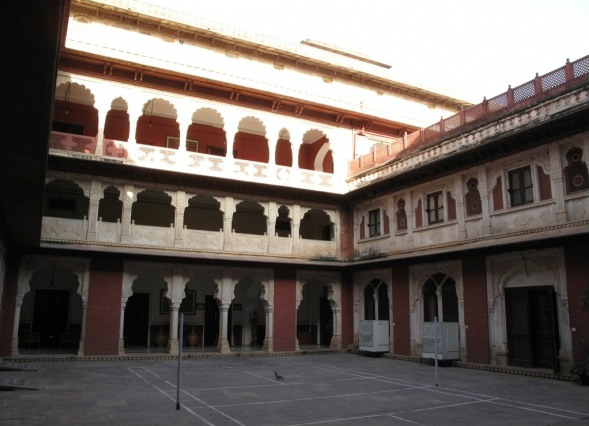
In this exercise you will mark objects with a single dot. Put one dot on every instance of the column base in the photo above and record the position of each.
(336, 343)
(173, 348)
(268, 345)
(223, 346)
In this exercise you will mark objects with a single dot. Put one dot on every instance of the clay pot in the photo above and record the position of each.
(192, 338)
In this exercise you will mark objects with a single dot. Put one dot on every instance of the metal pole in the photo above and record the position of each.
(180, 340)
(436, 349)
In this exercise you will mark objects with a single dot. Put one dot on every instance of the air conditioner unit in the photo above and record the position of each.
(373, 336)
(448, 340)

==*==

提示された課題: 上の記録をすべて、「入力」と「出力」の2列からなるCSVに書き換えてください。記録1件につき1行とし、本文と回答はそれぞれ二重引用符で囲んだ1つのフィールドに収め、改行は空白に置き換えて、画像は含めないでください。

実行結果:
入力,出力
"In this exercise you will mark objects with a single dot. Put one dot on every instance of the column base in the photo above and record the position of each.","(336, 343) (173, 348) (268, 345) (223, 346)"
"In this exercise you will mark objects with a single dot. Put one dot on every instance of the clay pot in the photo above and record the position of each.","(192, 338)"
"In this exercise you will mark objects with a single dot. Put one dot on every instance of the metal pole in the photo above and record the position of each.","(180, 340) (436, 349)"
"In this exercise you will mark objects with a single dot. Put one dot on every instance of the air conditioner unit in the photo above and record the position of each.","(373, 336) (448, 340)"